Why We’re Never Too Old To Dream A New Dream
There’s an intriguing passage in “The Rule of St. Benedict” encouraging monastery leaders to seek the opinions of the youngest members as well as the most senior in tackling a major decision. Benedict’s rationale is that “the Lord often reveals what is better to the younger.”
It was a revolutionary concept in St. Benedict’s hierarchical, patriarchal society of the 6th century.
For decades now in the U.S., we’ve had a fixation on the young. It began with the Fifties and Sixties boomer generation that rightly critiqued the hypocrisy and mistakes of their forebears. Flash forward then to 2020’s stunning reversal: the election of the oldest person ever to take the presidential oath of office.
Should we fret about having a president who will turn 82 in four years? Not if history is a guide.
While some will lament that the torch of leadership isn’t passing to a new generation, I find it heartening as I tick up in years myself. Many in their “sunset years” are still dreaming dreams and making significant contributions.
“Age has no reality except in the physical world. The essence of a human being is resistant to the passage of time,” novelist Gabriel Garcia Marquez reminds us. “Our inner lives are eternal, which is to say that our spirits remain as youthful and vigorous as when we were in full bloom.”

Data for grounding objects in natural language
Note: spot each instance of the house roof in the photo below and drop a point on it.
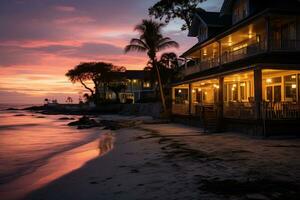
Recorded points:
(210, 18)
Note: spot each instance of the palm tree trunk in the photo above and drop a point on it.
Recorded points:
(162, 96)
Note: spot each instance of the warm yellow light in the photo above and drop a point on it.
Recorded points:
(216, 86)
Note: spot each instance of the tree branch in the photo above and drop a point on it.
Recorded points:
(86, 87)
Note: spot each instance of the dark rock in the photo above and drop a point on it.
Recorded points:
(85, 123)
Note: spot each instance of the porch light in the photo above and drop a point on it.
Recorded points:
(216, 86)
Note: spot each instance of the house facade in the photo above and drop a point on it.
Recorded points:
(138, 87)
(244, 72)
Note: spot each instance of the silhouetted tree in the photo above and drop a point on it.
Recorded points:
(151, 41)
(171, 9)
(97, 72)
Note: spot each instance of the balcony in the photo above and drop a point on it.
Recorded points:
(285, 45)
(203, 65)
(248, 48)
(245, 51)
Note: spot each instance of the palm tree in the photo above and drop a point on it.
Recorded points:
(151, 41)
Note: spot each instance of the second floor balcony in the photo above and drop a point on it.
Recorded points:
(279, 34)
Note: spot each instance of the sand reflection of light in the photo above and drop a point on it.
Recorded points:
(58, 167)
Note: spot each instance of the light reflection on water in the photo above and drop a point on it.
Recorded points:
(35, 151)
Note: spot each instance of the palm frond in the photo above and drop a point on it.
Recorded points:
(139, 42)
(167, 44)
(137, 48)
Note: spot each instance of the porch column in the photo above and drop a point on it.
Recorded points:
(220, 53)
(268, 33)
(190, 98)
(220, 103)
(257, 91)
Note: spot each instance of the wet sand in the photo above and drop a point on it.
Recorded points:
(171, 161)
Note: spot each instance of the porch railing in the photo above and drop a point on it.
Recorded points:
(285, 45)
(280, 110)
(252, 49)
(203, 65)
(239, 110)
(180, 109)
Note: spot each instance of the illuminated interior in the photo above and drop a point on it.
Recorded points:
(204, 92)
(280, 85)
(239, 87)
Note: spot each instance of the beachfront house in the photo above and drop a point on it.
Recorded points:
(138, 87)
(244, 72)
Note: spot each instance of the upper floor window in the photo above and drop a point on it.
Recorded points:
(240, 10)
(202, 34)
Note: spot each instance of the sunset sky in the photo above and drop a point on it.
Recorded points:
(40, 40)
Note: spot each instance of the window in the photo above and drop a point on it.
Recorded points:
(233, 92)
(240, 10)
(202, 34)
(181, 96)
(290, 84)
(225, 92)
(269, 93)
(146, 85)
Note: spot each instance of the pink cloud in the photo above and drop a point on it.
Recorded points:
(65, 8)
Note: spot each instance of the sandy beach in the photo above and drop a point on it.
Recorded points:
(154, 160)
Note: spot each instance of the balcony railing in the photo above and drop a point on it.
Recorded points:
(180, 109)
(203, 65)
(239, 110)
(285, 45)
(252, 49)
(280, 110)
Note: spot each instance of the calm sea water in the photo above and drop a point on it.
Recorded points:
(31, 144)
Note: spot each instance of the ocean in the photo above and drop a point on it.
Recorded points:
(36, 149)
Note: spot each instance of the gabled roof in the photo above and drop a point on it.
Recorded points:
(261, 5)
(212, 20)
(136, 74)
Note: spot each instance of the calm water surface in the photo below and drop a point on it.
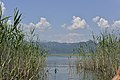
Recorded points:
(63, 68)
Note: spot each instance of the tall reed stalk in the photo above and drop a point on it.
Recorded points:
(19, 59)
(106, 58)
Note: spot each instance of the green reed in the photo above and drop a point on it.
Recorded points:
(106, 58)
(19, 59)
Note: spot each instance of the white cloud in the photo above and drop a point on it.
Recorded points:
(101, 22)
(116, 24)
(2, 6)
(96, 18)
(77, 23)
(42, 25)
(63, 26)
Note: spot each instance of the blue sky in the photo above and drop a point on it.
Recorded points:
(67, 20)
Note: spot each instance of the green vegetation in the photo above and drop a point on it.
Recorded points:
(105, 60)
(19, 59)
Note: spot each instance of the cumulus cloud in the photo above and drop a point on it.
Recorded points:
(42, 25)
(96, 19)
(116, 24)
(101, 22)
(77, 23)
(2, 7)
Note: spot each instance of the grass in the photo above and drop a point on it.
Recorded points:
(106, 58)
(19, 59)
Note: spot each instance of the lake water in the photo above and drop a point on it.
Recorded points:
(64, 68)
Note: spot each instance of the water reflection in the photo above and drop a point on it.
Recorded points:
(64, 68)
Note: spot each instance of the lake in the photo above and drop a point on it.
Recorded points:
(64, 68)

● WHAT YOU NEED TO DO
1) Write out the stretch of the essay on aging from "Why We’re Never" through "the 6th century.".
2) Answer these questions from the essay on aging:
(a) In which century was St. Benedict's society described as hierarchical and patriarchal?
(b) What age will the president turn in four years, according to the essay?
(c) Which novelist is quoted as saying that age has no reality except in the physical world?
The items are not needed for anything that comes next.

● ANSWERS
1)
Why We’re Never Too Old To Dream A New Dream
There’s an intriguing passage in “The Rule of St. Benedict” encouraging monastery leaders to seek the opinions of the youngest members as well as the most senior in tackling a major decision. Benedict’s rationale is that “the Lord often reveals what is better to the younger.”
It was a revolutionary concept in St. Benedict’s hierarchical, patriarchal society of the 6th century.

2)
(a) The 6th century
(b) 82
(c) Gabriel Garcia Marquez